§ **PROVIDED MATERIAL**
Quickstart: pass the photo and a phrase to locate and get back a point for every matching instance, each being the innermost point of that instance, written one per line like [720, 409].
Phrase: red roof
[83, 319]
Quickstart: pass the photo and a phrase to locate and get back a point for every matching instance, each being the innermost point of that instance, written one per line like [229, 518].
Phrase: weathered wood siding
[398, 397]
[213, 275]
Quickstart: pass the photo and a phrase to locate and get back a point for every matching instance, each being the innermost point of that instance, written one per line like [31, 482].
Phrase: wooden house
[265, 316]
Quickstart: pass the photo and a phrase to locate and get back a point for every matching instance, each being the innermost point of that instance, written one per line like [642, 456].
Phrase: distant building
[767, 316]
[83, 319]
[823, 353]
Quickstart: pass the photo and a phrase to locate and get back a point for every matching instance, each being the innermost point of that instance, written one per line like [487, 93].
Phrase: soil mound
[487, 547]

§ **EXERCISE TASK**
Could you quote the whole listing above, word for word, from its first line to its last?

§ **WORKED ANSWER**
Quickstart: pass the photo and a phrase to locate and get back a point for every matching instance, each being the innermost point of that instance, written one per line like [720, 409].
Phrase: red roof
[83, 319]
Quickstart: pass the photo and a phrase to locate and get back a point for every matching instance, each being the innermost point of that instance, written one per line like [229, 518].
Phrase: weathered wood siding
[398, 397]
[213, 275]
Quickstart: pass the photo and a phrase to locate and get back a point for every matching instance, each being the innermost point of that instance, written one per line like [31, 482].
Phrase: wooden house
[265, 316]
Quickstart: pass the photo and a phrase to locate and get back a point for every matching instance, each being the innermost point of that instance, written one per line like [642, 456].
Phrase: distant building
[767, 316]
[83, 319]
[823, 353]
Quickstart: pass the photo and a phrase to locate and get back a point for every matching instance, each being the innermost point of that instance, written one per line like [487, 93].
Phrase: soil mound
[487, 547]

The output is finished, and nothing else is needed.